PROBLEM TO SOLVE =
Would you reproduce the entries exactly, including every line?
= = = =
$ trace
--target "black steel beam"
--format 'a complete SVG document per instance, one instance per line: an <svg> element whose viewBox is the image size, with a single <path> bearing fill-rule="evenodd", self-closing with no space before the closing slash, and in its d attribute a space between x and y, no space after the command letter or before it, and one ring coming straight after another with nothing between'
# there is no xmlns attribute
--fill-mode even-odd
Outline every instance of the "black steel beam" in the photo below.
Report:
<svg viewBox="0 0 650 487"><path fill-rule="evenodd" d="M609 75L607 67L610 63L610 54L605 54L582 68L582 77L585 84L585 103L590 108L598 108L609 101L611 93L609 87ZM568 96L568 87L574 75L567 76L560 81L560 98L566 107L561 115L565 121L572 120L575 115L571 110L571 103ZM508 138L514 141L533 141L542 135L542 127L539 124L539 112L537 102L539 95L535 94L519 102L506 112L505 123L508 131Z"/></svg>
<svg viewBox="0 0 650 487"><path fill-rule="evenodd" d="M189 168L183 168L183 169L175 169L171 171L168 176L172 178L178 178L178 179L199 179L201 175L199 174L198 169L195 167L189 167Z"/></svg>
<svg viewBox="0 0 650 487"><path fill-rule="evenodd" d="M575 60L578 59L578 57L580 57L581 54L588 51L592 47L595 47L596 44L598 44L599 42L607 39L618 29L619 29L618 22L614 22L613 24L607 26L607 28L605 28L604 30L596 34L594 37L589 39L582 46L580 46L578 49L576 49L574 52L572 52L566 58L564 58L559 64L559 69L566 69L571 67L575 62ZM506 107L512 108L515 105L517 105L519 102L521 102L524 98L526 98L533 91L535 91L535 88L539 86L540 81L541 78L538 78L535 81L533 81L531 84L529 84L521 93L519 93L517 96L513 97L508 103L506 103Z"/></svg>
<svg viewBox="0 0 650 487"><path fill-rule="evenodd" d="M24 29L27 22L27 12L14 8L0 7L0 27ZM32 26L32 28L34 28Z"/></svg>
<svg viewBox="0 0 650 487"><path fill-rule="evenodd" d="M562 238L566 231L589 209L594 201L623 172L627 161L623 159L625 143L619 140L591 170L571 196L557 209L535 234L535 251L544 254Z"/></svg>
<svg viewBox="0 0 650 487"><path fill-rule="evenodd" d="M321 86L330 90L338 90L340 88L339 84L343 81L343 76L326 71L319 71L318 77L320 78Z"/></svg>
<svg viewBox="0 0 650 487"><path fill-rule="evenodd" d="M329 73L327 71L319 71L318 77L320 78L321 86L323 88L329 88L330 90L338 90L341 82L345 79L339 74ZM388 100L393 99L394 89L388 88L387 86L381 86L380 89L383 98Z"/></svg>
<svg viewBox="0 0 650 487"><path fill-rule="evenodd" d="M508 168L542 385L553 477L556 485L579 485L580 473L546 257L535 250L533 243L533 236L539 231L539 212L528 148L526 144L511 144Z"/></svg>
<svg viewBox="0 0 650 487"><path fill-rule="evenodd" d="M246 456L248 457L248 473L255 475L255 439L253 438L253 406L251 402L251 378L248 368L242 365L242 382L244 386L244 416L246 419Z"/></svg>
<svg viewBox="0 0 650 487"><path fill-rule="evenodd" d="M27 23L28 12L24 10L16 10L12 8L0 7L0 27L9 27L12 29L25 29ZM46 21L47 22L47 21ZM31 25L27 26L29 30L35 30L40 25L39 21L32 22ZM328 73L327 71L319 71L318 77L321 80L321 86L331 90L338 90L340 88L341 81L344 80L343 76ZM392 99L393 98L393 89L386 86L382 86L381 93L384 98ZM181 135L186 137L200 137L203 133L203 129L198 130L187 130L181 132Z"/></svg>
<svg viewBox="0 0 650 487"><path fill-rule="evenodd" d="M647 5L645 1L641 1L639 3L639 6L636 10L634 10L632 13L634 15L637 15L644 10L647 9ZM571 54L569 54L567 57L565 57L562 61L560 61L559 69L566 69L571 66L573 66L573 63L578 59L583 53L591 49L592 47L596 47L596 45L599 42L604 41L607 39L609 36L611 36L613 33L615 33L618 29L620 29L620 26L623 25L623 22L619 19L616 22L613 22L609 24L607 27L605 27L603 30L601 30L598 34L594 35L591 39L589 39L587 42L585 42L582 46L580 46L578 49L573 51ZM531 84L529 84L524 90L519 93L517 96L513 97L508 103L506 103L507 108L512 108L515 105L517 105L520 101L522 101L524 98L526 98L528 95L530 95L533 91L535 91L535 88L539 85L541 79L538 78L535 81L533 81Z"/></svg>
= = = =
ANSWER SECTION =
$ trace
--target "black steel beam"
--format 'a complete SVG document per instance, one instance per line: an <svg> element whose viewBox is the image size, with a single <path> bearing fill-rule="evenodd", self-closing with no space before the closing slash, and in its d attribute a space between x and y, no space after the command letter or before it, and one ring coming straight after another with nothing between'
# there is no xmlns attribute
--fill-mode even-odd
Outline every instance of the "black steel beam" in the photo below.
Report:
<svg viewBox="0 0 650 487"><path fill-rule="evenodd" d="M609 75L607 67L610 63L610 54L605 54L582 68L582 77L585 84L585 103L590 108L598 108L609 101L611 93L609 87ZM568 96L568 87L574 75L567 76L560 81L560 98L566 107L561 115L565 121L572 120L575 115L571 110L571 103ZM508 138L514 141L533 141L542 135L542 127L539 124L539 112L537 102L539 95L535 94L519 102L506 112L505 123L508 131Z"/></svg>
<svg viewBox="0 0 650 487"><path fill-rule="evenodd" d="M189 168L183 168L183 169L175 169L171 171L168 176L172 178L178 178L178 179L199 179L201 175L199 174L198 169L195 167L189 167Z"/></svg>
<svg viewBox="0 0 650 487"><path fill-rule="evenodd" d="M575 60L578 59L578 57L580 57L581 54L588 51L592 47L595 47L596 44L598 44L599 42L607 39L618 29L619 29L618 22L614 22L613 24L607 26L607 28L605 28L604 30L596 34L594 37L589 39L582 46L580 46L578 49L576 49L574 52L572 52L566 58L564 58L559 64L559 69L566 69L571 67L575 62ZM506 107L512 108L515 105L517 105L519 102L521 102L524 98L526 98L533 91L535 91L535 88L539 86L540 81L541 78L538 78L535 81L533 81L531 84L529 84L521 93L519 93L517 96L513 97L508 103L506 103Z"/></svg>
<svg viewBox="0 0 650 487"><path fill-rule="evenodd" d="M24 29L27 22L27 12L14 8L0 7L0 27ZM32 26L32 28L34 28Z"/></svg>
<svg viewBox="0 0 650 487"><path fill-rule="evenodd" d="M562 238L566 231L589 209L594 201L623 172L627 161L623 159L625 143L619 140L591 170L571 196L557 209L535 234L535 251L544 254Z"/></svg>
<svg viewBox="0 0 650 487"><path fill-rule="evenodd" d="M321 86L330 90L338 90L340 88L339 84L343 81L343 76L326 71L319 71L318 77L320 78Z"/></svg>
<svg viewBox="0 0 650 487"><path fill-rule="evenodd" d="M329 73L327 71L319 71L318 77L320 78L321 86L323 88L329 88L330 90L338 90L341 82L345 79L339 74ZM388 100L393 99L394 89L388 88L387 86L381 86L380 89L383 98Z"/></svg>
<svg viewBox="0 0 650 487"><path fill-rule="evenodd" d="M508 168L542 385L553 477L556 485L579 485L580 473L546 257L535 250L533 243L533 236L539 231L539 212L528 148L526 144L511 144Z"/></svg>
<svg viewBox="0 0 650 487"><path fill-rule="evenodd" d="M246 456L248 457L248 473L255 475L255 439L253 438L253 406L251 402L251 378L248 368L242 365L242 382L244 386L244 416L246 419Z"/></svg>
<svg viewBox="0 0 650 487"><path fill-rule="evenodd" d="M27 23L28 12L24 10L16 10L12 8L0 7L0 27L9 27L12 29L25 29ZM46 21L47 22L47 21ZM31 25L27 26L29 30L35 30L40 25L39 21L32 22ZM328 73L327 71L319 71L318 77L321 80L321 86L331 90L338 90L340 88L341 81L344 80L343 76ZM392 99L393 98L393 89L386 86L382 86L381 93L384 98ZM181 135L186 137L200 137L203 133L203 129L198 130L187 130L181 132Z"/></svg>
<svg viewBox="0 0 650 487"><path fill-rule="evenodd" d="M647 5L645 1L641 1L639 3L639 6L636 10L634 10L632 13L634 15L637 15L644 10L647 9ZM571 54L569 54L567 57L565 57L562 61L560 61L559 69L566 69L571 66L573 66L573 63L578 59L583 53L591 49L592 47L596 47L596 45L599 42L604 41L607 39L609 36L611 36L613 33L615 33L618 29L620 29L620 26L623 25L623 22L619 19L616 22L613 22L609 24L607 27L605 27L603 30L601 30L598 34L594 35L591 39L589 39L587 42L585 42L582 46L580 46L578 49L573 51ZM531 84L529 84L524 90L519 93L517 96L513 97L508 103L506 103L507 108L512 108L515 105L517 105L520 101L522 101L524 98L526 98L528 95L530 95L533 91L535 91L535 88L539 85L541 79L538 78L535 81L533 81Z"/></svg>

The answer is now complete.